● GOAL
Set down the passage about Boktai from "Ten years ago" up to and including "in Your Hand.", word for word.

● EXCERPTED TEXT
====

Ten years ago today, I arrived in San Francisco with nothing to my name but a few bucks, whatever possessions I could cram into the tiny Nissan compact I'd driven across the country, and the promise of a new job.
The following months -- especially the ones before the website I'd been hired to work for launched -- felt very transitory for me as I came to terms with both my new role and my new home. Coincidentally, it was a single video game that helped me cope on both fronts: Kojima Productions' Boktai: The Sun is in Your Hand.
Boktai felt instantly familiar; its designers had built it primarily on the framework of the woefully underrated Metal Gear Solid (aka Metal Gear: Ghost Babel), my favorite Game Boy Color title. Though the setting had shifted from modern-day military action to a post-apocalyptic wasteland ruled by vampires, and the visual perspective changed from top-down to isometric, Boktai played by many of the same rules as Metal Gear. Its protagonist, vampire hunter Django, crept stealthily through crypts and ruins, sneaking behind zombies or luring them by knocking on walls. Avoidance, not conflict, was the rule of the day.
Yet Boktai offered more than simply a mash-up of Metal Gear and Castlevania. Its undead world drew heavily on spaghetti westerns -- hence the hero's name -- and it build its fundamental gameplay around a single key principle of vampire mythology. The name "Boktai" is short for the game's Japanese title, Bokura No Taiyo: "Our Sun." And the sun plays a huge role in Boktai.
Solar power literally fuels Django's weaponry, as the game shipped in a special transparent cartridge with a special extension in its outer edge that contained a special sensor. This was no mere light sensor but rather a more advanced model sensitive only to UV radiation. When bathed in sunlight, the sensor feeds that data into the game and allows Django to recharge his gun by simply holding it aloft (with a cry of "Sunlight!"). But take away that live solar power and Django has to forage for rare, hidden light crystals to sustain his offensive capabilities.
While smart, cautious play makes it possible to slip through much of Boktai's world without the aid of sunlight, certain key moments depend on it and simply can't be cleared in the dark of night. Bosses in particular require sunlight to purge them and ensure their ultimate destruction; once a boss is beaten, you must drag its coffin (another Django nod) to the entrance of the dungeon where a special device, the Solar Pile, awaits to convert real-life sunlight into special beams that burn the monster away once and for all.

====

● SUPPLIED INFORMATION
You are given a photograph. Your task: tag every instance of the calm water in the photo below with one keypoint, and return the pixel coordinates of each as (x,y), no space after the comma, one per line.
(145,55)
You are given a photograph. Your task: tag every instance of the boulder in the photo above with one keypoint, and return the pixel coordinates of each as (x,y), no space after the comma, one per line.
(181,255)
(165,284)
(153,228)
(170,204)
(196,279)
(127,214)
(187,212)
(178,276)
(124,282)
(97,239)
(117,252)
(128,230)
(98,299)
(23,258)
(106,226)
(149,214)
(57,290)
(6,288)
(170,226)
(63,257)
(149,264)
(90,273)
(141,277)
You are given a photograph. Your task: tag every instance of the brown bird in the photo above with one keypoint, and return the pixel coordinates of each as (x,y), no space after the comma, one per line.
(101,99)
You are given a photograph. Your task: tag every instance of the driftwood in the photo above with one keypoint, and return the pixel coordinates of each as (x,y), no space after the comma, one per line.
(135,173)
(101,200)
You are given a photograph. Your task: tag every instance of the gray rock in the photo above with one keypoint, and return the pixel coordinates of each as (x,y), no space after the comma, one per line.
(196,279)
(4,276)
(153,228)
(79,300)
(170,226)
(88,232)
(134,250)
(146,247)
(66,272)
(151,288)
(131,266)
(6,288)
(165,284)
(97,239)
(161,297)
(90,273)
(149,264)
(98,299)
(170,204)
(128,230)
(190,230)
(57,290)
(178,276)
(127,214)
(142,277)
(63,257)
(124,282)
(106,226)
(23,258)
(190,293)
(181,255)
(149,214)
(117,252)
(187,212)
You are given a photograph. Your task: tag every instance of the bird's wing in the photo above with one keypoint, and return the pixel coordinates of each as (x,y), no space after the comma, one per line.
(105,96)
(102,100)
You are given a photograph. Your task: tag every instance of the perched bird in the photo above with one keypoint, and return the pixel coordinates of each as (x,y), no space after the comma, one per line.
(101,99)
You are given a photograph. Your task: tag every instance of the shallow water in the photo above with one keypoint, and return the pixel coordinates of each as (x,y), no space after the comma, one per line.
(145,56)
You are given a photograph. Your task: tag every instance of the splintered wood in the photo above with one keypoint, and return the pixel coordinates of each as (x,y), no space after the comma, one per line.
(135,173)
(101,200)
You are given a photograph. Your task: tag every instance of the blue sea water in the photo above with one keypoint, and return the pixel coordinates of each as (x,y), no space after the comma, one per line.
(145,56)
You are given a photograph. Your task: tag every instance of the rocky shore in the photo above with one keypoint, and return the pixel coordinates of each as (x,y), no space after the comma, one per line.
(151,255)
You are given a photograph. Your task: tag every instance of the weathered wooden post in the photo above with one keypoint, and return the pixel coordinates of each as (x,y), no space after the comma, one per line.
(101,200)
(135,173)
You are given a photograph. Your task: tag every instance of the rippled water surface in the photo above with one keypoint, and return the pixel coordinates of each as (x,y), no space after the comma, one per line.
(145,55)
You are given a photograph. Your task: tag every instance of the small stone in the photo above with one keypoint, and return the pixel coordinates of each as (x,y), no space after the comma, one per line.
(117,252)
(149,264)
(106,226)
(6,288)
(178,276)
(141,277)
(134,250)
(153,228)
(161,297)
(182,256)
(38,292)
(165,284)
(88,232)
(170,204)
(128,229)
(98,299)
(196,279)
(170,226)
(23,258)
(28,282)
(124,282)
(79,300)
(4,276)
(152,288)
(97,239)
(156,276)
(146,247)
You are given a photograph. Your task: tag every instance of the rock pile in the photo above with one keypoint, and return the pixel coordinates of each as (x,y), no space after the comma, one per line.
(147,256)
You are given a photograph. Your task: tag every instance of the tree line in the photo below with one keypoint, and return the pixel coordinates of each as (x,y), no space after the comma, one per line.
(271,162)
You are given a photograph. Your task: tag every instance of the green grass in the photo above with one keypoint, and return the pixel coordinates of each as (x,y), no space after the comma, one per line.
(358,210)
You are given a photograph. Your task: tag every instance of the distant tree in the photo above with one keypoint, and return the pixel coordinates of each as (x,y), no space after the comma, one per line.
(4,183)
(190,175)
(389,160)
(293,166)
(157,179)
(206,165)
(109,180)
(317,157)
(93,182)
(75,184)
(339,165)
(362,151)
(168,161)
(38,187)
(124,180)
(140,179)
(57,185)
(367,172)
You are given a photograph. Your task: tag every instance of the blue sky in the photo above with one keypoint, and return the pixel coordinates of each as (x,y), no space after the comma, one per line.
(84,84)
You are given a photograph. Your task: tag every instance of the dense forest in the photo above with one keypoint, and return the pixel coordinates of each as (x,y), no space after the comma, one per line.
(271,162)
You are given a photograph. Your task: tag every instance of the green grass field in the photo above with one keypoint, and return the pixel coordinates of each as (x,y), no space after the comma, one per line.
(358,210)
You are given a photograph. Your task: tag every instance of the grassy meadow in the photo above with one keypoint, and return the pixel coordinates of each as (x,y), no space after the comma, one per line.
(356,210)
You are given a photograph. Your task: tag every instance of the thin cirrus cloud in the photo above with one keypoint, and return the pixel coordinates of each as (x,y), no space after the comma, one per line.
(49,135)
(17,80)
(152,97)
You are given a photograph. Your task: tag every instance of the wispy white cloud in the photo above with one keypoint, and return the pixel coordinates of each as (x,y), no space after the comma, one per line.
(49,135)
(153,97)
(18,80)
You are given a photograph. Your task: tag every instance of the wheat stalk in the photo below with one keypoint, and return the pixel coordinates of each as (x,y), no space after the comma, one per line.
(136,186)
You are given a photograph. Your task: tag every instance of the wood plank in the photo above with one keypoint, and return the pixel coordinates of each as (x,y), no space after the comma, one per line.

====

● SOLVED EXERCISE
Ten years ago today, I arrived in San Francisco with nothing to my name but a few bucks, whatever possessions I could cram into the tiny Nissan compact I'd driven across the country, and the promise of a new job.
The following months -- especially the ones before the website I'd been hired to work for launched -- felt very transitory for me as I came to terms with both my new role and my new home. Coincidentally, it was a single video game that helped me cope on both fronts: Kojima Productions' Boktai: The Sun is in Your Hand.